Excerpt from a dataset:
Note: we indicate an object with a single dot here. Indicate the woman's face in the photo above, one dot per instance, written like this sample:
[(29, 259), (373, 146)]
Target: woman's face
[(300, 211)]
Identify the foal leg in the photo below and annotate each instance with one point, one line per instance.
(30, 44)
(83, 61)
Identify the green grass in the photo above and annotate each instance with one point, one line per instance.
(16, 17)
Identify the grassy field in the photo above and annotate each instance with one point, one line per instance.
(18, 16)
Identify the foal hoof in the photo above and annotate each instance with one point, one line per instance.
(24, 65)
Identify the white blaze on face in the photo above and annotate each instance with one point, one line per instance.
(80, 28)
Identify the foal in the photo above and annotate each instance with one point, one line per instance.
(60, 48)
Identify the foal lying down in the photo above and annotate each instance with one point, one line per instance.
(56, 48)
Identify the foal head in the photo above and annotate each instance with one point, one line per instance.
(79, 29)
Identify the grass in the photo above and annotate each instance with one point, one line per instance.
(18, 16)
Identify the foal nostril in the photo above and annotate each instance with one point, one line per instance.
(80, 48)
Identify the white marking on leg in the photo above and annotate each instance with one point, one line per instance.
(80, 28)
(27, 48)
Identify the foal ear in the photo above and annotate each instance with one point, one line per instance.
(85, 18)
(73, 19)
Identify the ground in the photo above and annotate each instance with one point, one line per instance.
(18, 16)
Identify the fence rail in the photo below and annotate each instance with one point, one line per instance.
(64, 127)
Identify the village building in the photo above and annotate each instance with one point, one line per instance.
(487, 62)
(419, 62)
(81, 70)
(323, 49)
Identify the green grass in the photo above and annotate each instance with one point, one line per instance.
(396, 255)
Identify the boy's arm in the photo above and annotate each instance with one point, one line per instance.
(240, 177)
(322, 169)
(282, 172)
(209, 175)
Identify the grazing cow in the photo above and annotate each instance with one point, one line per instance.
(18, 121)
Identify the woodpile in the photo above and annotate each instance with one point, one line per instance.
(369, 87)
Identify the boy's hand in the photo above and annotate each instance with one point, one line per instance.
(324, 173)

#### What the task requires:
Rewrite everything from the line containing "Identify the grazing" down through the last line of the listing above as a Markdown table with the columns "Row" and "Text," numbering each line and leaving out blank lines.

#### Result of the task:
| Row | Text |
|---|---|
| 1 | Identify the grazing cow in the photo above and annotate each instance with one point, one line per instance. |
| 2 | (18, 121) |
| 3 | Identify the woodpile in the photo above and annotate each instance with one point, one line per instance. |
| 4 | (369, 87) |
| 5 | Identify the boy's hand in the photo above and annotate each instance with one point, one line per instance. |
| 6 | (324, 173) |